## [課題内容]
オリンピックについての文章にある「日本は非西欧諸国で初めて開催国に選ばれました。」という一文を英語に訳してください。

## [原文]

++++++++

オリンピックは、開催する国・都市に興味深い論争を巻き起こします。
4年に一度行われる大掛かりなイベントは、見方によって開発や成長の起爆剤にも経済的負荷にもなりえます。しかし本当は、どちらでもあり、どちらでもないのです。事実、2週間という限られた期間に開かれるこの祭典は、数年間のロビー活動や準備といったプロセスに支えられており、その構想で描かれた輝かしい都市的な約束の効果も、何十年にもわたる開発の後にやっと実感できるものでしょう。
このエッセイは、この世界的な祭典の是非を問うものではなく、現在進行中の2020(2021)東京オリンピックをめぐるドラマについて、何らかの見解を示すものでもありません[1]。私たちは経済や国家の威信、政治的固執といった私たちが専門外の言説に身を投じるつもりはありません。そうではなく、この短いエッセイでは1940年に開かれるはずだったオリンピックを参照し、どうすれば生産的な考察ができるかを考えたいと思います。
1940年夏季オリンピック大会(第12回オリンピック)は、東京で開かれることが1936年に決定しました。日本は非西欧諸国で初めて開催国に選ばれました。満州侵攻や国際連盟からの脱退を考慮すると、これは極めて特異なタイミングであり[2]、日本の国際的地位を高めるために各国と調整し申し合わせた結果であったとも指摘されています[3]。ここでは時間と領土の文脈をもう少し拡大して考えてみます。1940年のオリンピック構想は、東京近辺に壊滅的な被害をあたえた関東大震災(1923年)の後に計画されました。2011年の東日本大震災では東京とは別の地域が被災しましたが、どちらの自然災害と復興も、政治と経済に乗り越えがたい痕跡を残しました。興味深いことに、2つのオリンピック構想は観光産業の活性化を目指していました[4]。あたかも観光が震災後の復興の遅れによる経済的苦境を救う唯一の特効薬であるかのように。

++++++++

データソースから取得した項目
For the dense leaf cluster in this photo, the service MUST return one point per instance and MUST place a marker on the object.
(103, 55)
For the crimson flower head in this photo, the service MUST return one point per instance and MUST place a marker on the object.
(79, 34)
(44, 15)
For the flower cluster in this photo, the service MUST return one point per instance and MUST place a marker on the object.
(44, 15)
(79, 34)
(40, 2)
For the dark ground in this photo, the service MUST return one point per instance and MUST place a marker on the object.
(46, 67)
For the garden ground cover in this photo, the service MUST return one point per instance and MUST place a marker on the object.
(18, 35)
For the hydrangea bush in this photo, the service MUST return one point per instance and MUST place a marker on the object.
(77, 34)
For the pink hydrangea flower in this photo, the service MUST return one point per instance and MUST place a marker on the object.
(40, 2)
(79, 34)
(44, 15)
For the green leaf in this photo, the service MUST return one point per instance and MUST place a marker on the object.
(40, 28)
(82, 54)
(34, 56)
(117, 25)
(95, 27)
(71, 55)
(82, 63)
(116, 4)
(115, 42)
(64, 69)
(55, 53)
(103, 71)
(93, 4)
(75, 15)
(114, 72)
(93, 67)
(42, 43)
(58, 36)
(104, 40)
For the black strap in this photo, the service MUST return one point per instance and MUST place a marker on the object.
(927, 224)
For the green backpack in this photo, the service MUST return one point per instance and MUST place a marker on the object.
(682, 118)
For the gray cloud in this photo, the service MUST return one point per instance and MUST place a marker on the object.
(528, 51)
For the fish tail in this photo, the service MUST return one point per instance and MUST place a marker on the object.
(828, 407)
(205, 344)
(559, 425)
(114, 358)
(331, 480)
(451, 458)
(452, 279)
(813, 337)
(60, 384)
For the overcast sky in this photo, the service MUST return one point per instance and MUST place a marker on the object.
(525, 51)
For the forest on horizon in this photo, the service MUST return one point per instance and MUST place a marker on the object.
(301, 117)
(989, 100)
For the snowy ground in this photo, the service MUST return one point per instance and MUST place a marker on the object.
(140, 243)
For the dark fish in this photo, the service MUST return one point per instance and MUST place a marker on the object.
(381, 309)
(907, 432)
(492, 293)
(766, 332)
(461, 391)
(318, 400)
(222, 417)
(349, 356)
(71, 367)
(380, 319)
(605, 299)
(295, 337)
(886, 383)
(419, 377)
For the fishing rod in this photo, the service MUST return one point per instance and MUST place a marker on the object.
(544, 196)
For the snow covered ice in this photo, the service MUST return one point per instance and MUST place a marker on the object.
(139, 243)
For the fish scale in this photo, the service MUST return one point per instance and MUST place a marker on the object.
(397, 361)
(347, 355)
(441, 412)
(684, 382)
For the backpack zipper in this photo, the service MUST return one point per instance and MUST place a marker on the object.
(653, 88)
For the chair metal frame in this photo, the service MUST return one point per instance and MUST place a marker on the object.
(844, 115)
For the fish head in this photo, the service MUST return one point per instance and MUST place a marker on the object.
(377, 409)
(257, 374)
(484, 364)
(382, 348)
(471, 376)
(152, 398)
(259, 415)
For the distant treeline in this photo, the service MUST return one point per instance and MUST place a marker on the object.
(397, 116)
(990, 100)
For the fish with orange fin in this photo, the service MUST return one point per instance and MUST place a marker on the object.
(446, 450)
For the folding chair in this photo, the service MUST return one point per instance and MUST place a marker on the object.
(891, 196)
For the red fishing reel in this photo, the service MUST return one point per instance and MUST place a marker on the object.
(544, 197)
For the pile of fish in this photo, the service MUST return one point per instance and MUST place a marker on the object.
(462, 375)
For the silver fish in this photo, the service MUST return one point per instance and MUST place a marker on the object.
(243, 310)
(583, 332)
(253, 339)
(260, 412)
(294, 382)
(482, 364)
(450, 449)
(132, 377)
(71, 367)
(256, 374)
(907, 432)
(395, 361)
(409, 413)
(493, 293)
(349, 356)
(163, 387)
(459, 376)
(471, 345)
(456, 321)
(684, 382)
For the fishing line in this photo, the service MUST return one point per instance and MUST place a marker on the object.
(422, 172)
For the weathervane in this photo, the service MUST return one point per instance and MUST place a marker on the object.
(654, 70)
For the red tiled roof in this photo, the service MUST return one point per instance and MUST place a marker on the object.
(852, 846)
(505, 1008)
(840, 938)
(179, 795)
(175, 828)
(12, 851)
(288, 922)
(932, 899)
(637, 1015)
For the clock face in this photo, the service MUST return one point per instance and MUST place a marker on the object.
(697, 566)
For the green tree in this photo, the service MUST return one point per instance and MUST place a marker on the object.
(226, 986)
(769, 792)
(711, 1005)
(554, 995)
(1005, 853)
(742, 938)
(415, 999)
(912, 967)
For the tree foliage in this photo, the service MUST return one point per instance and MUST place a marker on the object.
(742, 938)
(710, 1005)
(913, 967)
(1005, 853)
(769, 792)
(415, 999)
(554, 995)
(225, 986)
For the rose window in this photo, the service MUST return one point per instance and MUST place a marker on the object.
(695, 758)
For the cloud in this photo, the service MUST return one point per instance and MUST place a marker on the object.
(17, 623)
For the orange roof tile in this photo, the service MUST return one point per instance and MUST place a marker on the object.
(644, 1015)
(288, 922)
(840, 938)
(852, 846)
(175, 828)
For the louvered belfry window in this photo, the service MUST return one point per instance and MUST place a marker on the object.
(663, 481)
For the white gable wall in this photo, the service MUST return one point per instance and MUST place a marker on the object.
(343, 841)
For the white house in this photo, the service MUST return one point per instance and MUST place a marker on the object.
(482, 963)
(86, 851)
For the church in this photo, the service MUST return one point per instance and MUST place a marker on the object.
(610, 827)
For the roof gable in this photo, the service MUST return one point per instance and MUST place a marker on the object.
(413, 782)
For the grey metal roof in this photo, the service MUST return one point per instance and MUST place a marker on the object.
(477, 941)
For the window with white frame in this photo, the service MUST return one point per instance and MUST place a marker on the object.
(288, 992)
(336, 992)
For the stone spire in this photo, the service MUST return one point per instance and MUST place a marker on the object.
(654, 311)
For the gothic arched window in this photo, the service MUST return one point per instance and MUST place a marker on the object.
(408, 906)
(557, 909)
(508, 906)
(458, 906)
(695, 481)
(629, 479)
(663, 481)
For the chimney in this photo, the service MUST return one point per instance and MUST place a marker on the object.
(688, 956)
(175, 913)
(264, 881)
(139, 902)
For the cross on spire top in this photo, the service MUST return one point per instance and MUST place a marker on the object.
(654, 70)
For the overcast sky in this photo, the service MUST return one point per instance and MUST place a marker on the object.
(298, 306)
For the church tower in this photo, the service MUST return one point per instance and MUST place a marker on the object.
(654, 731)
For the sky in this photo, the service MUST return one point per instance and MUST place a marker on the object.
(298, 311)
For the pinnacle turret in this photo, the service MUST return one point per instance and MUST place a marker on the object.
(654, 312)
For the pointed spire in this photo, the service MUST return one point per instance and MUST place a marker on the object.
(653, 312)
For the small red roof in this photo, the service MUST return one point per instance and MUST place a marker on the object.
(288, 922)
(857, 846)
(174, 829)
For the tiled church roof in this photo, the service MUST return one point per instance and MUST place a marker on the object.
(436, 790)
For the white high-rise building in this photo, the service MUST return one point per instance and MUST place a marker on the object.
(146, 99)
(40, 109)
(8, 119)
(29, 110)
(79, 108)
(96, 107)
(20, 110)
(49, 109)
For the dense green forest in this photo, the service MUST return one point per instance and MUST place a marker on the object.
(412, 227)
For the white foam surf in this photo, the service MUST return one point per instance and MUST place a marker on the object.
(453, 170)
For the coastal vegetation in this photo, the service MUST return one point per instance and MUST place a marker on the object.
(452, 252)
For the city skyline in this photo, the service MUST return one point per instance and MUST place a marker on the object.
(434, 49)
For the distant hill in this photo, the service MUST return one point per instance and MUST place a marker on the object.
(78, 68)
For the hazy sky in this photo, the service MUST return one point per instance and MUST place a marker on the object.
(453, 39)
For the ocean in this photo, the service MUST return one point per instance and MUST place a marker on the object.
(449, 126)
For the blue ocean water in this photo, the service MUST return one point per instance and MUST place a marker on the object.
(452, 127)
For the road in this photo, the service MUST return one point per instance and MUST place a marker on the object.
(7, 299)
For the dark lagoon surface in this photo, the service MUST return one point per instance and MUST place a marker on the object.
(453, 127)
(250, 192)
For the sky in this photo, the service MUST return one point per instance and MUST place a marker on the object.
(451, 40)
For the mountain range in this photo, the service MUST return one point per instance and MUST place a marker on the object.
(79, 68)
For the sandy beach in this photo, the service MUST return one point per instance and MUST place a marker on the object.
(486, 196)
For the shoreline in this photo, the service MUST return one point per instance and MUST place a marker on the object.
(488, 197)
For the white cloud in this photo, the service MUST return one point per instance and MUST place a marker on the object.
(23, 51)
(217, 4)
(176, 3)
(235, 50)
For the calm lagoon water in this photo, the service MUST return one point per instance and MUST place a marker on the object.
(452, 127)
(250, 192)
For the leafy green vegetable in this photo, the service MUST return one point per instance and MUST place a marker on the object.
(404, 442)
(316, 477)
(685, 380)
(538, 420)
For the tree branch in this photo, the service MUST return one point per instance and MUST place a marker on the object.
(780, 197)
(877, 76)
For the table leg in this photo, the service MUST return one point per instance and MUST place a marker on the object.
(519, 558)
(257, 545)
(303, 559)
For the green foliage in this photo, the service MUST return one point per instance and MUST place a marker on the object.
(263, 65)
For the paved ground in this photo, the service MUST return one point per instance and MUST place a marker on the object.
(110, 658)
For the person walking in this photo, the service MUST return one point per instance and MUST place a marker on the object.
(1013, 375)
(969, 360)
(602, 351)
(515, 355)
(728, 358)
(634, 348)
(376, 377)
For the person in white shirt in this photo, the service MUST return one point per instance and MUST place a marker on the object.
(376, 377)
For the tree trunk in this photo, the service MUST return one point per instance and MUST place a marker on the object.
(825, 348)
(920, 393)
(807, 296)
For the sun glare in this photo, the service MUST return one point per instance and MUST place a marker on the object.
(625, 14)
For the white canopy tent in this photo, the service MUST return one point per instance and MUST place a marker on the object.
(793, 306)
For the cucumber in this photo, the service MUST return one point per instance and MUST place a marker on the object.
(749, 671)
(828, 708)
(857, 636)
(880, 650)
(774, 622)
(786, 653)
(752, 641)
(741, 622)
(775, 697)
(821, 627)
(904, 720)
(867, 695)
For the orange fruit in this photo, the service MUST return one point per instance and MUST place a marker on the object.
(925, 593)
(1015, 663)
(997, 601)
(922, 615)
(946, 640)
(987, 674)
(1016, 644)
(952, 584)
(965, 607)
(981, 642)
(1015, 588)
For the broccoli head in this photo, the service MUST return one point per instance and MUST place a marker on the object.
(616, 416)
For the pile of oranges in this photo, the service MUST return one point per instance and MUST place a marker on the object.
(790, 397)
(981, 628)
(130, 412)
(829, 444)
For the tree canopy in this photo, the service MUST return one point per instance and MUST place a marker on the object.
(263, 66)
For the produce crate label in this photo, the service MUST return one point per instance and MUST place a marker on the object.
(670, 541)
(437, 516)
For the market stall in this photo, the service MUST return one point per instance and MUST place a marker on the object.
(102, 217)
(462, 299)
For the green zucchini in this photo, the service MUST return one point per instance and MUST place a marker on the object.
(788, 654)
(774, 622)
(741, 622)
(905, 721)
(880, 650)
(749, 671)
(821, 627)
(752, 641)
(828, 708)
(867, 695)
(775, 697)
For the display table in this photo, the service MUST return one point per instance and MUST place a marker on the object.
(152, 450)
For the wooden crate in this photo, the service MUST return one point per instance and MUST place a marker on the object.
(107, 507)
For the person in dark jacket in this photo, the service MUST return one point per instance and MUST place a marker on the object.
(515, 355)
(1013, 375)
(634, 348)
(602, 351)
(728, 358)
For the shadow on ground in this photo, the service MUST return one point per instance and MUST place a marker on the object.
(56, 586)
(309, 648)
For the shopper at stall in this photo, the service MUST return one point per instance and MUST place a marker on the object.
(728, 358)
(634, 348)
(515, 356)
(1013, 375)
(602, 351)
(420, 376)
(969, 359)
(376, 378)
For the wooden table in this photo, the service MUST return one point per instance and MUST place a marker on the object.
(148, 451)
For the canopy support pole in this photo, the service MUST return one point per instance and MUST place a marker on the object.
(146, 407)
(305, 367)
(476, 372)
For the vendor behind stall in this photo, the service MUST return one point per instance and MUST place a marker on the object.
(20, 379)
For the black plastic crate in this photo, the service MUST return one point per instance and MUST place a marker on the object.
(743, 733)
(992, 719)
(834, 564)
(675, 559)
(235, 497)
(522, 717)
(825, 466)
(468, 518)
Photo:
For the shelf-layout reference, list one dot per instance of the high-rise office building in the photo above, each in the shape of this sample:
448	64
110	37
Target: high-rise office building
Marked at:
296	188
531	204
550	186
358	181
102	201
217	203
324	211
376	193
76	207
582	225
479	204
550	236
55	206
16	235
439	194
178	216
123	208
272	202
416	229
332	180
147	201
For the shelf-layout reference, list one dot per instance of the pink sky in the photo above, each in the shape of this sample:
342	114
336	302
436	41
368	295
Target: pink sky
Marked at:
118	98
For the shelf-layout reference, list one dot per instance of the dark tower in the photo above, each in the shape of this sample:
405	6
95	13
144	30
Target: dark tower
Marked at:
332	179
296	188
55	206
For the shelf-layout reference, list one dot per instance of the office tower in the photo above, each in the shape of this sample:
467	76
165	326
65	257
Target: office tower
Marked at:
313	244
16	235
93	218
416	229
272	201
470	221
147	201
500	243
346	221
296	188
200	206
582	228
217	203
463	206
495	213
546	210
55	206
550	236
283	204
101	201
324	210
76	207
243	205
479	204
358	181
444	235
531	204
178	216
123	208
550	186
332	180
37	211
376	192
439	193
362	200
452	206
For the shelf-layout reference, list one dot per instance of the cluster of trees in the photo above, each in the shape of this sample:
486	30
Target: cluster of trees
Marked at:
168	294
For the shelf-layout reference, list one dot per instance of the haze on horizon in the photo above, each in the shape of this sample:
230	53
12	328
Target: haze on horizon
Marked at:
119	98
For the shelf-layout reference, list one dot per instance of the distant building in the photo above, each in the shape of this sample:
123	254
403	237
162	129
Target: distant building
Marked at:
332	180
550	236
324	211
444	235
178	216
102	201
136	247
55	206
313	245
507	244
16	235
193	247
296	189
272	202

++++++++

## [解答]
Japan was the first non-Western country to be chosen as host.